→ Your assignment
Please retype, character for character, the portion of the entries below that runs from the line containing "of the gray" to the last line.

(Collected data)
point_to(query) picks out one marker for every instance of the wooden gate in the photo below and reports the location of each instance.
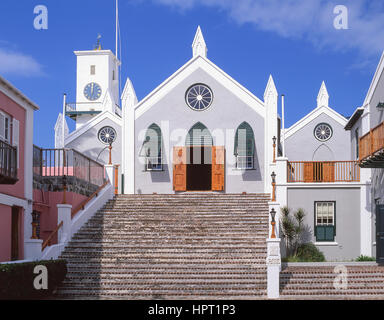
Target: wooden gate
(179, 169)
(218, 168)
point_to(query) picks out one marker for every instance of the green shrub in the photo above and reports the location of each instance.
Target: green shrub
(16, 280)
(308, 252)
(365, 258)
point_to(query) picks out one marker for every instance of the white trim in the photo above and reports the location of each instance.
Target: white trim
(91, 123)
(326, 243)
(375, 81)
(187, 69)
(313, 115)
(13, 201)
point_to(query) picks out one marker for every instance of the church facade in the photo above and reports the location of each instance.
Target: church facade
(202, 131)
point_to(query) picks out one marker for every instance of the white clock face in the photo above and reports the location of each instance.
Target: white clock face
(92, 91)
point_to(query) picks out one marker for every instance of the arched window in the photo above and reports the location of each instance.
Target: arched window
(152, 149)
(244, 147)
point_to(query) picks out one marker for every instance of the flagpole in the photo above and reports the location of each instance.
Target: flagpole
(117, 25)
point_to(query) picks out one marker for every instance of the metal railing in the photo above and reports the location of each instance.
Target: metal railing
(371, 142)
(67, 162)
(323, 171)
(8, 163)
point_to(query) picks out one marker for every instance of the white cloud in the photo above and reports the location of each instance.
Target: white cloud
(16, 63)
(311, 20)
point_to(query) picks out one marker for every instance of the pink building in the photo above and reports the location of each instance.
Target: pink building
(16, 177)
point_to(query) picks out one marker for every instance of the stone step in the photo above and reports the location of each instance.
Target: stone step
(154, 277)
(215, 250)
(171, 246)
(160, 294)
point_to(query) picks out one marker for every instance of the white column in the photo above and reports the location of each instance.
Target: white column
(273, 268)
(64, 214)
(110, 171)
(32, 249)
(281, 181)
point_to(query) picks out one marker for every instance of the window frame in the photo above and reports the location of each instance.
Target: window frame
(333, 225)
(7, 129)
(246, 162)
(357, 147)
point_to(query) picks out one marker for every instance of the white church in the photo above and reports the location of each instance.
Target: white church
(202, 131)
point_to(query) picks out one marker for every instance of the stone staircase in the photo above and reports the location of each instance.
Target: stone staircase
(188, 246)
(317, 282)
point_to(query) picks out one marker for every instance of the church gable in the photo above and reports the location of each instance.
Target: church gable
(205, 68)
(324, 139)
(225, 110)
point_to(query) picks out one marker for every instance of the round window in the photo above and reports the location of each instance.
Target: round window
(199, 97)
(323, 132)
(107, 135)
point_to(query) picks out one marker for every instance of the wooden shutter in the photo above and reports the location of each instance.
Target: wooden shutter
(218, 168)
(329, 172)
(15, 137)
(179, 169)
(2, 126)
(308, 171)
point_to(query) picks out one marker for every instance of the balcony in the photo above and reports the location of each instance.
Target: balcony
(83, 174)
(323, 171)
(371, 148)
(8, 163)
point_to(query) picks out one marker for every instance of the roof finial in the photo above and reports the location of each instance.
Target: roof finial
(323, 96)
(199, 46)
(98, 44)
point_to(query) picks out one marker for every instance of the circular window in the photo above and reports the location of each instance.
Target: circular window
(199, 97)
(323, 132)
(107, 135)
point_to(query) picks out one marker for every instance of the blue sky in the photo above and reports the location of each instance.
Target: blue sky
(293, 40)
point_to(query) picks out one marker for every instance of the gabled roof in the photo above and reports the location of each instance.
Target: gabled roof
(353, 119)
(187, 69)
(91, 123)
(375, 80)
(313, 115)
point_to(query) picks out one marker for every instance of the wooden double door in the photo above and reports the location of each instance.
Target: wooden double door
(199, 168)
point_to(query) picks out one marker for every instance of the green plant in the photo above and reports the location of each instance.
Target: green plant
(16, 279)
(365, 258)
(308, 252)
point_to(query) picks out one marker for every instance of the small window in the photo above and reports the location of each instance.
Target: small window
(244, 147)
(152, 149)
(325, 226)
(5, 127)
(357, 142)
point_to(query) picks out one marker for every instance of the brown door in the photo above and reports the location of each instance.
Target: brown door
(15, 234)
(179, 169)
(308, 171)
(329, 171)
(218, 168)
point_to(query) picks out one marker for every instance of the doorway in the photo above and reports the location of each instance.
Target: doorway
(199, 168)
(15, 233)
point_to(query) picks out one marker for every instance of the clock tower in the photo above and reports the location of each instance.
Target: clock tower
(97, 85)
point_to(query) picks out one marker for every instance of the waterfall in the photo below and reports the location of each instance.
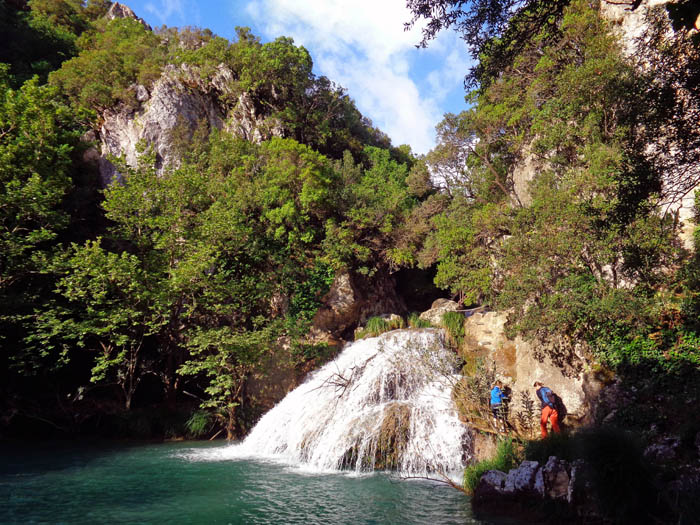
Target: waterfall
(384, 403)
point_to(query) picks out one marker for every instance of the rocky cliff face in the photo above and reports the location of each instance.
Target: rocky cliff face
(179, 102)
(520, 363)
(680, 184)
(631, 20)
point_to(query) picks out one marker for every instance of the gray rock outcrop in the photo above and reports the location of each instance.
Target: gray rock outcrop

→ Output for this task
point_to(query) picks out one marker for every instance of the gray rock outcrop in the photo above and reports the location of each instance.
Target: gray rock outcrop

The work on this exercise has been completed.